_Document passage_.
────────────────────
Execution Format

Search Shortcut cmd + k | ctrl + k

Documentation / Internals

Execution Format

Vector is the container format used to store in-memory data during execution. DataChunk is a collection of Vectors, used for instance to represent a column list in a PhysicalProjection operator.

Data Flow

DuckDB uses a vectorized query execution model. All operators in DuckDB are optimized to work on Vectors of a fixed size.

This fixed size is commonly referred to in the code as STANDARD_VECTOR_SIZE. The default STANDARD_VECTOR_SIZE is 2048 tuples.

Vector Format

Vectors logically represent arrays that contain data of a single type. DuckDB supports different vector formats, which allow the system to store the same logical data with a different physical representation. This allows for a more compressed representation, and potentially allows for compressed execution throughout the system. Below the list of supported vector formats is shown.

Flat Vectors

Flat vectors are physically stored as a contiguous array, this is the standard uncompressed vector format. For flat vectors the logical and physical representations are identical.

Flat Vector example

Constant Vectors

Constant vectors are physically stored as a single constant value.

Constant Vector example

Constant vectors are useful when data elements are repeated – for example, when representing the result of a constant expression in a function call, the constant vector allows us to only store the value once.
────────────────────
_Request a_. Quote the part of the DuckDB execution format page that opens with the words containing "Documentation / Internals" and closes with "a fixed size.".
────────────────────
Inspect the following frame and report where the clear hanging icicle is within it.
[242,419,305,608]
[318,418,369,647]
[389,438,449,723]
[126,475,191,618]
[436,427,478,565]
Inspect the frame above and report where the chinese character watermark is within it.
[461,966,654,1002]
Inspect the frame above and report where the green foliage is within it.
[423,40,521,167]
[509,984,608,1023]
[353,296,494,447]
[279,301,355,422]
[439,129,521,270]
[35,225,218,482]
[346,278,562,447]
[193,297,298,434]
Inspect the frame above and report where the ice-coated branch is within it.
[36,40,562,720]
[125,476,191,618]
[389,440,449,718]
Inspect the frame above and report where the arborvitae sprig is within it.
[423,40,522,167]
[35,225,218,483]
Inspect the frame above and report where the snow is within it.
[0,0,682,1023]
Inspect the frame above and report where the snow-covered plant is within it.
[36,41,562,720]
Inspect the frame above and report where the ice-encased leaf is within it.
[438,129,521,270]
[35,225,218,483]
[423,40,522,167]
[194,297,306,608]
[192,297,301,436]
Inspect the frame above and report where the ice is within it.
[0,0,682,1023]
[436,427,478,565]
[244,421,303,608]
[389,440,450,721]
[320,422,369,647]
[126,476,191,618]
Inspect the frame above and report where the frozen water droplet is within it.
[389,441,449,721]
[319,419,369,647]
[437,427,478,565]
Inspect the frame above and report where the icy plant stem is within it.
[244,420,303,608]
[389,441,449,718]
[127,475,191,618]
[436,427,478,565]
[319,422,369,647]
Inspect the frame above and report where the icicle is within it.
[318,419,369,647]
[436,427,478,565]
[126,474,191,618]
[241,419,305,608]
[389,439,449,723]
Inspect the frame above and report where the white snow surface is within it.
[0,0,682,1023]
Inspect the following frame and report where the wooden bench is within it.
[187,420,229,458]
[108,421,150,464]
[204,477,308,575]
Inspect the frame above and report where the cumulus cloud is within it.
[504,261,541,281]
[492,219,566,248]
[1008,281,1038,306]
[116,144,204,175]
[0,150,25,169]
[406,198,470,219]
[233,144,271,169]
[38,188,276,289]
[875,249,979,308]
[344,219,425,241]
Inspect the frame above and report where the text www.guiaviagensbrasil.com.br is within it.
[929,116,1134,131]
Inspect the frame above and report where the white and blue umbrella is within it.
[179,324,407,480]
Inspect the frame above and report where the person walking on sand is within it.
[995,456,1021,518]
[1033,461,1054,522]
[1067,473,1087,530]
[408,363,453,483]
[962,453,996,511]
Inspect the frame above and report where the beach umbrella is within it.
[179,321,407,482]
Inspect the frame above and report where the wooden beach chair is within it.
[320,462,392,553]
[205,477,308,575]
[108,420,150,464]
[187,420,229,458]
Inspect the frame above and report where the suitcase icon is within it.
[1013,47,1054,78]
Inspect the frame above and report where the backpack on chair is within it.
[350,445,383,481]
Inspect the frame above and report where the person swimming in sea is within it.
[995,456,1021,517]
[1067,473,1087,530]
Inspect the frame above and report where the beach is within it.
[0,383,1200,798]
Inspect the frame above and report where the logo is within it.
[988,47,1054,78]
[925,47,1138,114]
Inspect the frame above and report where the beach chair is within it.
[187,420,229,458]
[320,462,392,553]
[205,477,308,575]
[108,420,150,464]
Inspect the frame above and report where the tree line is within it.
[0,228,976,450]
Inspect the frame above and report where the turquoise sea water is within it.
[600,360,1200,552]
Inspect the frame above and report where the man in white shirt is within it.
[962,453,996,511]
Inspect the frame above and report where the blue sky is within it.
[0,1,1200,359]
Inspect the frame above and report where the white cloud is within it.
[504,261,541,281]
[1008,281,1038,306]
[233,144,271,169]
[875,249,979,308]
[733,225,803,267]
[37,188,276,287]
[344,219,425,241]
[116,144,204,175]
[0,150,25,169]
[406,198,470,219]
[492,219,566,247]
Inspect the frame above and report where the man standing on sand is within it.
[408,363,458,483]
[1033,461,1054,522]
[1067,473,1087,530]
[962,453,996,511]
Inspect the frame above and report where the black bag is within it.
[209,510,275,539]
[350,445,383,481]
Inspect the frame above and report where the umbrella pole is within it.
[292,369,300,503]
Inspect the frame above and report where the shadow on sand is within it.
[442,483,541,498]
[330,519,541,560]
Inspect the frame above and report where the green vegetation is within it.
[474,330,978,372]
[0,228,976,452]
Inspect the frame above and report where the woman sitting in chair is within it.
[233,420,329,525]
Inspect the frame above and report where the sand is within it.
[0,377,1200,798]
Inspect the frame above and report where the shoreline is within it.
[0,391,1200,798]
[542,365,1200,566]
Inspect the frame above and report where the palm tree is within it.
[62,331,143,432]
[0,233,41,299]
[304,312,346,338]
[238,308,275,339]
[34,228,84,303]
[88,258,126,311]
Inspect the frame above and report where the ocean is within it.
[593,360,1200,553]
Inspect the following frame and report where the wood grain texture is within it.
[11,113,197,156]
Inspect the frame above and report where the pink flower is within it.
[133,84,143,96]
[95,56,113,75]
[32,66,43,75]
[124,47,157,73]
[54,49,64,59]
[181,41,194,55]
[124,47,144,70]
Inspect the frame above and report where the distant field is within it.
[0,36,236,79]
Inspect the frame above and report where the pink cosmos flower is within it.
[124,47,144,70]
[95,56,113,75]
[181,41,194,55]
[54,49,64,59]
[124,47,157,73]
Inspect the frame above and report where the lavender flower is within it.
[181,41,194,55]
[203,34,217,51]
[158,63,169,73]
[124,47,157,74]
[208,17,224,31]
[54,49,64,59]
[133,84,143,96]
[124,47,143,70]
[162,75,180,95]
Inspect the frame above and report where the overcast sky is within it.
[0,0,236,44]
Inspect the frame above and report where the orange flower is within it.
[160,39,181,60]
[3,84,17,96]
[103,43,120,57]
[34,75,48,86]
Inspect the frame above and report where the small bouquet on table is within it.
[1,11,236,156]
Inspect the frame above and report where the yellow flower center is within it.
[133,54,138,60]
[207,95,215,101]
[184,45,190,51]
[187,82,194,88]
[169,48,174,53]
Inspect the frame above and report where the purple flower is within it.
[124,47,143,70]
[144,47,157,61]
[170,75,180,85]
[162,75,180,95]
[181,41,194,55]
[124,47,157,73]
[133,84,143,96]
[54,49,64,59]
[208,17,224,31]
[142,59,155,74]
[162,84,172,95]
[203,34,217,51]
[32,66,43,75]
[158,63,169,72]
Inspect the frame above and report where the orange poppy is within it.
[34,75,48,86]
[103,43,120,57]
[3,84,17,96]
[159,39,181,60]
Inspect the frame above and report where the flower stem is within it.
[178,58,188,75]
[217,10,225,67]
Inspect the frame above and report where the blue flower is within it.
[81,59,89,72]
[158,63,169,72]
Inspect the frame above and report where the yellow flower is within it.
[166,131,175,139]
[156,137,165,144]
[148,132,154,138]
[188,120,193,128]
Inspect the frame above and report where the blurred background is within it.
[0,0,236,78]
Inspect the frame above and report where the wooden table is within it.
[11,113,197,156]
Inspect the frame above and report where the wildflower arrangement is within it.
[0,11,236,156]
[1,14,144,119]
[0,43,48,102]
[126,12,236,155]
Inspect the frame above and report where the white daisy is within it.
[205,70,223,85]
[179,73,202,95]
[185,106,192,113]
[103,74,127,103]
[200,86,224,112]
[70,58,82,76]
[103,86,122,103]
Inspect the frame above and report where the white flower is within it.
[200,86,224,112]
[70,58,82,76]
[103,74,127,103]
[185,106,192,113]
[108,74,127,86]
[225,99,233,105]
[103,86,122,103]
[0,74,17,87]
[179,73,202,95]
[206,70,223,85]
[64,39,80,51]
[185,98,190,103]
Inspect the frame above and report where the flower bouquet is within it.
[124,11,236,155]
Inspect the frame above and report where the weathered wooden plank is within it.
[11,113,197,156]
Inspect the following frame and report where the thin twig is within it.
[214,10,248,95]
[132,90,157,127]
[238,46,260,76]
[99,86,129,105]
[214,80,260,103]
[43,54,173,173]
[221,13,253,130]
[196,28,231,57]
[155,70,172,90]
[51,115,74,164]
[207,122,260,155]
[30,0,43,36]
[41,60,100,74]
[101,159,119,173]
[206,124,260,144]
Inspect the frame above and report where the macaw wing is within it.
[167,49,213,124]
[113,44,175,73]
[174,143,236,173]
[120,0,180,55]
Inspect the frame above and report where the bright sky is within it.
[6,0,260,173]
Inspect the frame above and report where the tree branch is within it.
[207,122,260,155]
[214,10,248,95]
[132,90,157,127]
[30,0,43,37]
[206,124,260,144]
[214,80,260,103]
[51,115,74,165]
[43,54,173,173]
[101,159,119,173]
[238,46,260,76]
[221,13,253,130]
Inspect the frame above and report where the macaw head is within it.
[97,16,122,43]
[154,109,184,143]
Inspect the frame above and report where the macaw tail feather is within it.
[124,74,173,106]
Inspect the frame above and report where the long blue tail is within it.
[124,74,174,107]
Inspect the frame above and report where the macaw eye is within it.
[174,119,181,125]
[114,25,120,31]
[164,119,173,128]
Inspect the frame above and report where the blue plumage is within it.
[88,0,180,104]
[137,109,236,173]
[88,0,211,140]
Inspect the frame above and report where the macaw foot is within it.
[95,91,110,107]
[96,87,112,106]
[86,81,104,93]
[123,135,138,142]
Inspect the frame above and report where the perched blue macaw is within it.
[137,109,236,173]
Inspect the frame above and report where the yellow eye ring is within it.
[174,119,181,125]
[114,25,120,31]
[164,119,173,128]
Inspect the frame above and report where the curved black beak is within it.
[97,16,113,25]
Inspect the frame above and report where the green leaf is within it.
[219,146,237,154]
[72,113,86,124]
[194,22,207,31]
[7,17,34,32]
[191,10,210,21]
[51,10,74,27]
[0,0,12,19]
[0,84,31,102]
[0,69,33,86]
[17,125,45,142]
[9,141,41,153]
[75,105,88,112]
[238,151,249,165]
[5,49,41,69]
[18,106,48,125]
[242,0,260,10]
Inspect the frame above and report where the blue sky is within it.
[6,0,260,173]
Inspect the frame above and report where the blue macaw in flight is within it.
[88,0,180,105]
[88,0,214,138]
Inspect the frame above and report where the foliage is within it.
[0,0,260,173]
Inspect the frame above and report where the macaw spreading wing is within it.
────────────────────
_Request b_. In the listing, rewrite the part that opens with the line containing "Inspect the frame above and report where the tree branch" and closes with the line containing "[124,74,173,106]", changing "macaw" to "parrot" and leaving everything else unchanged. Give only those lines.

_Full response a_.
Documentation / Internals

Execution Format

Vector is the container format used to store in-memory data during execution. DataChunk is a collection of Vectors, used for instance to represent a column list in a PhysicalProjection operator.

Data Flow

DuckDB uses a vectorized query execution model. All operators in DuckDB are optimized to work on Vectors of a fixed size.

_Full response b_.
Inspect the frame above and report where the tree branch is within it.
[207,122,260,155]
[214,10,248,95]
[132,90,157,127]
[30,0,43,37]
[206,124,260,144]
[214,80,260,103]
[51,115,74,165]
[43,54,173,173]
[101,159,119,173]
[238,46,260,76]
[221,13,253,130]
Inspect the frame above and report where the parrot head is within it.
[97,16,122,43]
[154,109,184,143]
Inspect the frame above and report where the parrot tail feather is within it.
[124,74,173,106]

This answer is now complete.